* [Условие задания]: Укажите по тексту о повести Гоголя «Майская ночь или Утопленница», к какому времени относят окончательный вариант повести.

··· Исходный текст

Сообщество «Круг чтения» 10:10 7 мая 2021

Два конца лестницы Иакова

"Майская ночь или Утопленница"

История создания повести Гоголя "Майская ночь или Утопленница" скрыта в глубоком мраке. В том смысле, что она почти никак не прослеживается. Можно предполагать, что первоначальный текст писался в мае-июле 1829 года, а замышлялся и того раннее, в числе одних из первых в диканьском цикле. Окончательный вариант повести датируется концом 1830-го – началом 1831-го года.

В основу сюжета "Майской ночи", как и других ранних повестей Гоголя, легли впечатления от жизни на Украине, а также от малороссийских преданий, песен, мифологических народных представлений, которые в изобилии бытовали на его малой родине (некоторые из них уже во время жительства Гоголя в Петербурге в письменном виде посылала ему мать). И, кроме того – впечатления религиозные, не в последнюю очередь – от чтения Библии, в частности – Книги Бытия. Отражение народных преданий по поводу Лестницы Иакова – той самой лестницы, которая будет видеться Гоголю перед смертью, и переосмысленные им уже теперь, составили главный смысловой центр повести.

Как известно, один из героев Книги праотец Иаков во время ночного привала по дороге из Вирсавии в Харран лег спать в пустынном месте «и увидел во сне: вот, лестница стоит на земле, а верх её касается неба; и вот, Ангелы Божии восходят и нисходят по ней. И вот, Господь стоит на ней и говорит: Я Господь, Бог Авраама, отца твоего, и Бог Исаака… и вот Я с тобою, и сохраню тебя везде, куда ты ни пойдешь; и возвращу тебя в сию землю, ибо Я не оставлю тебя, доколе не исполню того, что Я сказал тебе. Иаков пробудился от сна своего и сказал: истинно Господь присутствует на месте сем; а я не знал!»

У Гоголя в виде лестницы с несколькими опоясывающими пространство ступенями представлена модель мироздания. Непрестанное движение происходит на земле – не только днем, но и ночью; но такое же, только более возвышенное, происходит между землей и небом, и, надо полагать – в небе, и - еще более возвышенное: Лестница Иакова, так сказать, в действии… Можно даже сказать так: весь земной мир находится у подножия Лестницы Иакова, переосмысленной Гоголем. И в нем отображается то, что происходит в более высоких сферах, приоткрывающихся главному герою как бы посредством время от времени приподымающейся завесы, разделяющей вышний и нижний миры. Отметим еще, что действие явно вписано в промежуток времени между Пасхальной седмицей и Троицей.

······
··· Фрагмент данных

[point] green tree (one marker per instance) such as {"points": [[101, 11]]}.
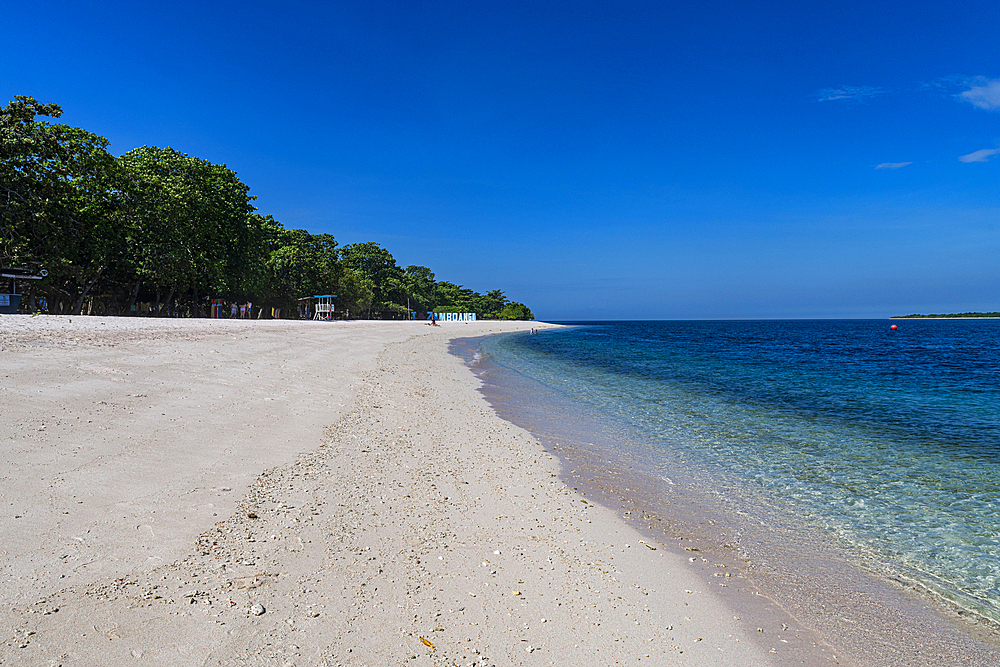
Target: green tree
{"points": [[421, 288], [57, 194], [372, 266], [302, 264], [516, 311], [187, 222]]}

······

* [Итоговый ответ]: Концом 1830-го – началом 1831-го года.